BEGIN Records for the task

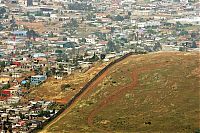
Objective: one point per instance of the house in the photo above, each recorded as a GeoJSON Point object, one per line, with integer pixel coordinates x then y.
{"type": "Point", "coordinates": [37, 79]}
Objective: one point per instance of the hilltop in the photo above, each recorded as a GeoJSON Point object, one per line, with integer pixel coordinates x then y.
{"type": "Point", "coordinates": [143, 93]}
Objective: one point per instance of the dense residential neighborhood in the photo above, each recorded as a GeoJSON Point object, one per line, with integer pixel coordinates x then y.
{"type": "Point", "coordinates": [53, 38]}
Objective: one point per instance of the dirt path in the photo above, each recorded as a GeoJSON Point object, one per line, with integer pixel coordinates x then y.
{"type": "Point", "coordinates": [110, 98]}
{"type": "Point", "coordinates": [116, 94]}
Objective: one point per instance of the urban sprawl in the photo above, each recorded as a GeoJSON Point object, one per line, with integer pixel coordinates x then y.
{"type": "Point", "coordinates": [53, 38]}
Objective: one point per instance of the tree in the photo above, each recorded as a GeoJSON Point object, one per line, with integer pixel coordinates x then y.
{"type": "Point", "coordinates": [194, 45]}
{"type": "Point", "coordinates": [111, 46]}
{"type": "Point", "coordinates": [118, 18]}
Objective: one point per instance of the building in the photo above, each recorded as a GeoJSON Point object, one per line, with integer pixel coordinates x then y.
{"type": "Point", "coordinates": [29, 2]}
{"type": "Point", "coordinates": [37, 79]}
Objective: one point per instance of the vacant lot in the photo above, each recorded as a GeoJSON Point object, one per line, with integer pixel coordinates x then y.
{"type": "Point", "coordinates": [156, 92]}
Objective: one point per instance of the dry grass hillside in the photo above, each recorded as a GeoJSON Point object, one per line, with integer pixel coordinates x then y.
{"type": "Point", "coordinates": [157, 92]}
{"type": "Point", "coordinates": [51, 89]}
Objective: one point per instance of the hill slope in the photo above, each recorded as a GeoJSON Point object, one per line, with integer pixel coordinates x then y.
{"type": "Point", "coordinates": [156, 92]}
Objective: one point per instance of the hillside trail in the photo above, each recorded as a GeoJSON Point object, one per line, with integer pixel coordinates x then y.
{"type": "Point", "coordinates": [93, 85]}
{"type": "Point", "coordinates": [120, 91]}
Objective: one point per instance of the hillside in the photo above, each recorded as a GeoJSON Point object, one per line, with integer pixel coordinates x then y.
{"type": "Point", "coordinates": [156, 92]}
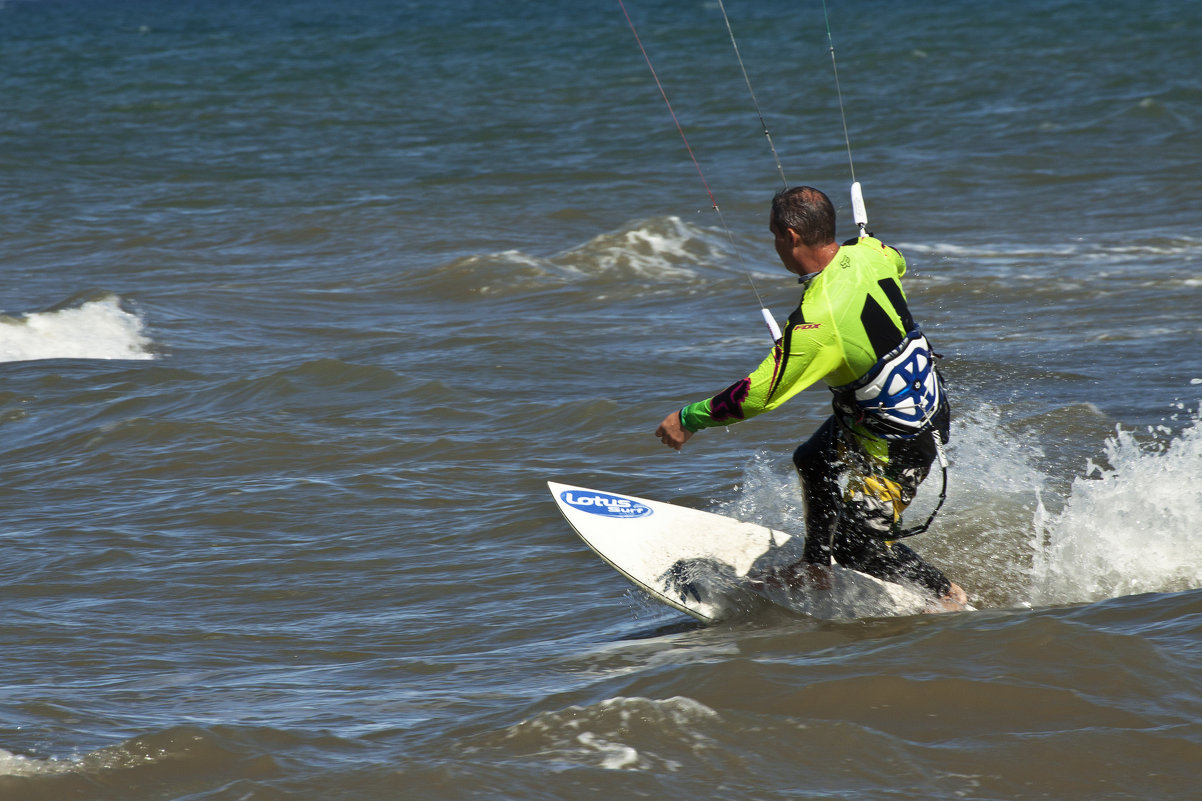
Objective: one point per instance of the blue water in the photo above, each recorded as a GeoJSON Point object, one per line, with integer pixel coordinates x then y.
{"type": "Point", "coordinates": [304, 303]}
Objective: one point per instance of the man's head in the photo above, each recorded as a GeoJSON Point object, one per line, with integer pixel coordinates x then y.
{"type": "Point", "coordinates": [808, 212]}
{"type": "Point", "coordinates": [802, 221]}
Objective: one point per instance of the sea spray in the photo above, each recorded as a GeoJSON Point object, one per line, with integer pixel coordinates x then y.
{"type": "Point", "coordinates": [1129, 526]}
{"type": "Point", "coordinates": [96, 328]}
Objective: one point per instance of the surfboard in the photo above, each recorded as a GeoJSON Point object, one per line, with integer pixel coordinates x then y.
{"type": "Point", "coordinates": [714, 568]}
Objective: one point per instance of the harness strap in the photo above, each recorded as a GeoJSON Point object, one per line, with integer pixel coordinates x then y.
{"type": "Point", "coordinates": [902, 533]}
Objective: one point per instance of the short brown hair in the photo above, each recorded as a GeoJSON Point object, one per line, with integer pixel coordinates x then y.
{"type": "Point", "coordinates": [807, 211]}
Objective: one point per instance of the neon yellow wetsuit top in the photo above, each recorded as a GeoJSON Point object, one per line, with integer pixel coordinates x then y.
{"type": "Point", "coordinates": [852, 314]}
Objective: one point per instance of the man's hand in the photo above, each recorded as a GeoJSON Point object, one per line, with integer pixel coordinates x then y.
{"type": "Point", "coordinates": [672, 433]}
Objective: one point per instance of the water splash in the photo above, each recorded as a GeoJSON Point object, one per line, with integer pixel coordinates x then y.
{"type": "Point", "coordinates": [1129, 526]}
{"type": "Point", "coordinates": [1015, 533]}
{"type": "Point", "coordinates": [95, 328]}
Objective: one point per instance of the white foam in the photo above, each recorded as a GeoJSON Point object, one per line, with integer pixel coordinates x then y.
{"type": "Point", "coordinates": [1021, 535]}
{"type": "Point", "coordinates": [1129, 526]}
{"type": "Point", "coordinates": [99, 328]}
{"type": "Point", "coordinates": [599, 734]}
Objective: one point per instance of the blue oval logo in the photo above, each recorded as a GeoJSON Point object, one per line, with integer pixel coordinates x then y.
{"type": "Point", "coordinates": [602, 503]}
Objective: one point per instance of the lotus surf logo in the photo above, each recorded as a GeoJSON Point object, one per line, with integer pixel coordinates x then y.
{"type": "Point", "coordinates": [602, 503]}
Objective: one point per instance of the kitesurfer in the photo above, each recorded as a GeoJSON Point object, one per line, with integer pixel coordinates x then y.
{"type": "Point", "coordinates": [854, 331]}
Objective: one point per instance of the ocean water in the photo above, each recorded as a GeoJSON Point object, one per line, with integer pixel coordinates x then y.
{"type": "Point", "coordinates": [303, 303]}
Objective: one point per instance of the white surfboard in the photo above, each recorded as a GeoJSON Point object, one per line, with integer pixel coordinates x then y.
{"type": "Point", "coordinates": [708, 565]}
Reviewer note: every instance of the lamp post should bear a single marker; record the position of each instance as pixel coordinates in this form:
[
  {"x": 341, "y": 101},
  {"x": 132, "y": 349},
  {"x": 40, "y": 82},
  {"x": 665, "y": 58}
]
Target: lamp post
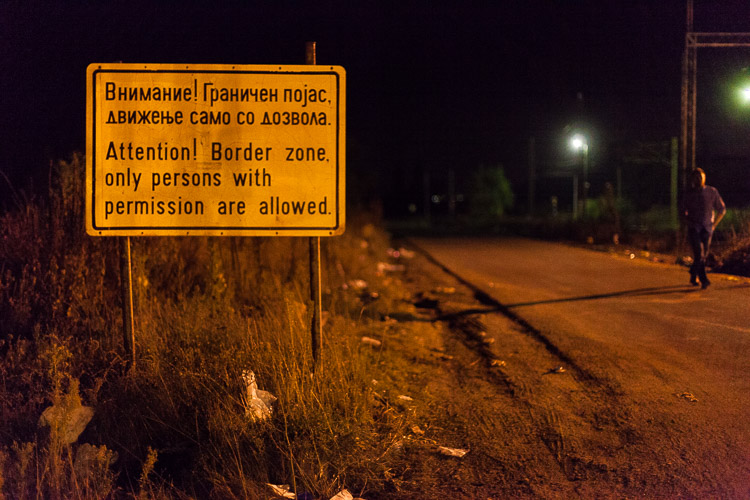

END Records for the task

:: What you should do ::
Some lines of the records above contain the word "post". How many are there? Reply with the number alone.

:: Result of this exercise ::
2